Required task: Gather each line in the data below that contains the word "green", and list those lines.

(Rows from a dataset)
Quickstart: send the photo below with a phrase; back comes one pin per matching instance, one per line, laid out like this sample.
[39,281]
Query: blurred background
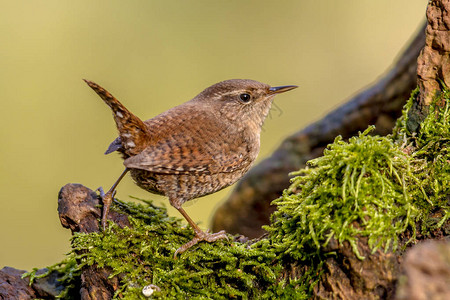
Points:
[153,55]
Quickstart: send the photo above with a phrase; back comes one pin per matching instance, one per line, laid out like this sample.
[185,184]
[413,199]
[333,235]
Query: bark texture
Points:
[248,207]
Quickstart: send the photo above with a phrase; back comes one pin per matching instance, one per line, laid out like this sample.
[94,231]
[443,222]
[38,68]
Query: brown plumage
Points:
[193,149]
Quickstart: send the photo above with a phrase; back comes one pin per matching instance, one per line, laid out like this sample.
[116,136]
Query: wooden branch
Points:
[248,207]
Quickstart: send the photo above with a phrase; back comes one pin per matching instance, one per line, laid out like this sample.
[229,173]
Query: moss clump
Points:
[372,187]
[359,188]
[143,254]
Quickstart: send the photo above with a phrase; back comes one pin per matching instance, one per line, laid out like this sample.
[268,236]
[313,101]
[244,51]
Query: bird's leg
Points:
[107,198]
[200,235]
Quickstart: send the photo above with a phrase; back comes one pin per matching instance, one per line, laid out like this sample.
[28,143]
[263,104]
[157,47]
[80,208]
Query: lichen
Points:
[370,186]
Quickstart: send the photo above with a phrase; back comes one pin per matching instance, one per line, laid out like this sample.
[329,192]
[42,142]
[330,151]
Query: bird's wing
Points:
[199,144]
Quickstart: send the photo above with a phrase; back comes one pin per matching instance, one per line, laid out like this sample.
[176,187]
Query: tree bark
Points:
[248,207]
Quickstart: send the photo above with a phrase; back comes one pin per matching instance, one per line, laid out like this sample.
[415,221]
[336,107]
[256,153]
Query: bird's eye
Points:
[245,98]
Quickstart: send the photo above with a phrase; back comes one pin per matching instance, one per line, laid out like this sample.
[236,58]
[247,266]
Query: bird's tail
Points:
[132,131]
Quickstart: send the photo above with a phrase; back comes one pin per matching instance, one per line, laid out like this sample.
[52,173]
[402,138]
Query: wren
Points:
[194,149]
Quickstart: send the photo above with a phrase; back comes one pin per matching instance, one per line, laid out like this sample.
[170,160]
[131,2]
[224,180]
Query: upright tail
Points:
[132,131]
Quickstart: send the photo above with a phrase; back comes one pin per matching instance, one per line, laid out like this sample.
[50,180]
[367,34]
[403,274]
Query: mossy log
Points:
[249,207]
[346,227]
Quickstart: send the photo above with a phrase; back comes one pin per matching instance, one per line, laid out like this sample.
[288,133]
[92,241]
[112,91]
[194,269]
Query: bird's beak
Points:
[281,89]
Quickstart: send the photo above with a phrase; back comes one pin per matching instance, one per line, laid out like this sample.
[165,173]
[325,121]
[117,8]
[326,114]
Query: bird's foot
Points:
[201,236]
[107,200]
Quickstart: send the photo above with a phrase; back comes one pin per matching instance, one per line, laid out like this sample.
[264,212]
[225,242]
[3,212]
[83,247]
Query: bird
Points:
[193,149]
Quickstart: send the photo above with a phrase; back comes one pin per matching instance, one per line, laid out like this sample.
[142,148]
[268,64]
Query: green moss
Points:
[373,187]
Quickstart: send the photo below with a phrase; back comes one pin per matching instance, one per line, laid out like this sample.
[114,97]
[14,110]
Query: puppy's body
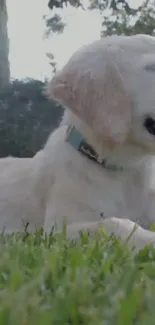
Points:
[108,89]
[83,190]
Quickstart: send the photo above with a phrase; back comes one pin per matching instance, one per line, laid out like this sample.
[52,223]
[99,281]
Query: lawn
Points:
[95,280]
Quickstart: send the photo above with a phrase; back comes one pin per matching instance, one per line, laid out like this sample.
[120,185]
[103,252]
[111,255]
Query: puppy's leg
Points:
[122,228]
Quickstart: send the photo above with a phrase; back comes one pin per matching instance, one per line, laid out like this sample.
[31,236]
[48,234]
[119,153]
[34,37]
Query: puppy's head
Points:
[110,86]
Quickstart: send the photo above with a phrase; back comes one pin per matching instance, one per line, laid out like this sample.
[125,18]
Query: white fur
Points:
[108,88]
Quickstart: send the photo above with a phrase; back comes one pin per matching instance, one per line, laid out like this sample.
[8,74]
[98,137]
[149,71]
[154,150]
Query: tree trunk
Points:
[4,46]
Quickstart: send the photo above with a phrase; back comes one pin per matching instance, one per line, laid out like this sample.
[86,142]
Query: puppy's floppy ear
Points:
[97,95]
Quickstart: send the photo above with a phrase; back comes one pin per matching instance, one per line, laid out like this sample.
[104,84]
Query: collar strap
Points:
[78,142]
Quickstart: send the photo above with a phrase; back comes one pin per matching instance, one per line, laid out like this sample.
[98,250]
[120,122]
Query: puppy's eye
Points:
[149,124]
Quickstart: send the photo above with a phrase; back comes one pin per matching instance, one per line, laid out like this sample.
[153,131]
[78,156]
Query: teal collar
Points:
[78,142]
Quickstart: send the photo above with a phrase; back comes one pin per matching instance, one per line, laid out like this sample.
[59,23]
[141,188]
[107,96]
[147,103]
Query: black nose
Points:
[149,124]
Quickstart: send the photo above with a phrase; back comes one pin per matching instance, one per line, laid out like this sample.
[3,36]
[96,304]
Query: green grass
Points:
[95,280]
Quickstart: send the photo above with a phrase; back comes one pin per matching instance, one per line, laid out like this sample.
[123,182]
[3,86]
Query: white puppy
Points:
[98,164]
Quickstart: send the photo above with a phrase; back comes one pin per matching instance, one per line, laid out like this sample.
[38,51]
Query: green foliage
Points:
[26,118]
[94,280]
[121,17]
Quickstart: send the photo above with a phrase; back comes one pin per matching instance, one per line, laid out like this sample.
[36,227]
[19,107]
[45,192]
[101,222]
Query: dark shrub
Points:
[26,118]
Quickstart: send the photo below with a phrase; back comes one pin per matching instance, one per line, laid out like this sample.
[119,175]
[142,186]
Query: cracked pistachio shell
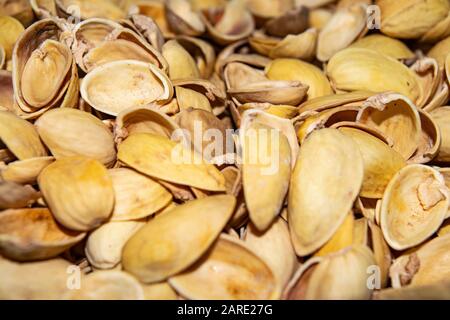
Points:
[107,285]
[42,280]
[385,45]
[381,162]
[414,205]
[139,84]
[78,191]
[400,17]
[396,117]
[181,64]
[10,30]
[33,234]
[71,132]
[167,160]
[355,69]
[275,247]
[342,29]
[426,266]
[164,246]
[341,239]
[25,171]
[20,137]
[229,271]
[342,275]
[87,9]
[314,216]
[183,19]
[136,195]
[104,245]
[442,116]
[297,70]
[15,196]
[266,170]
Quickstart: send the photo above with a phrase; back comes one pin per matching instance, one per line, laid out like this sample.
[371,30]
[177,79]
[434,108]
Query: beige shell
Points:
[425,266]
[414,206]
[33,234]
[107,285]
[20,137]
[381,162]
[136,195]
[397,117]
[20,280]
[104,245]
[163,247]
[229,271]
[110,94]
[314,216]
[341,275]
[78,191]
[164,159]
[266,169]
[275,247]
[70,132]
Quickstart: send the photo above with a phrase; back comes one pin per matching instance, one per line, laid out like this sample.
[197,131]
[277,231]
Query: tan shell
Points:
[136,196]
[25,171]
[426,266]
[78,191]
[104,245]
[20,280]
[275,247]
[33,234]
[397,117]
[107,285]
[229,271]
[341,275]
[167,160]
[163,248]
[315,216]
[381,162]
[70,132]
[414,206]
[110,94]
[266,170]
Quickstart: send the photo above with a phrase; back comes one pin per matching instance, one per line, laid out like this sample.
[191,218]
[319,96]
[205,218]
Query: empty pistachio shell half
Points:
[229,271]
[78,191]
[314,216]
[414,205]
[164,247]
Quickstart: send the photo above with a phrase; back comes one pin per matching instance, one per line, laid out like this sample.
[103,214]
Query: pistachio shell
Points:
[25,171]
[414,205]
[426,266]
[20,137]
[107,285]
[354,69]
[315,216]
[164,159]
[136,195]
[33,234]
[70,132]
[297,70]
[275,247]
[20,280]
[78,191]
[381,162]
[341,275]
[104,245]
[163,248]
[229,271]
[109,94]
[266,170]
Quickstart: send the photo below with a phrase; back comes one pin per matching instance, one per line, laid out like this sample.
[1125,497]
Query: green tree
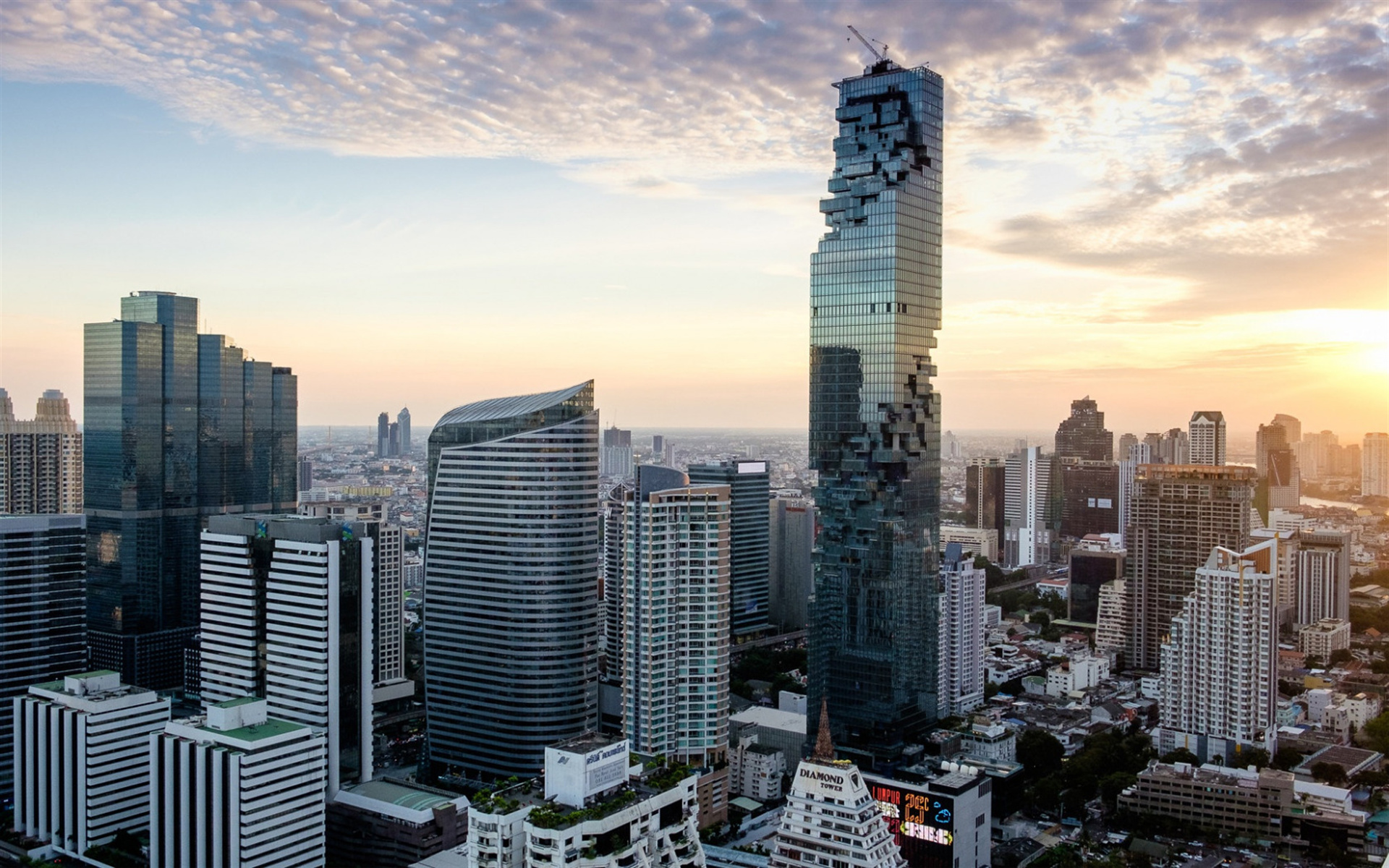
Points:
[1250,756]
[1181,754]
[1040,753]
[1328,773]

Solution:
Query: green moss
Query: green grass
Query: green foliage
Query: green tree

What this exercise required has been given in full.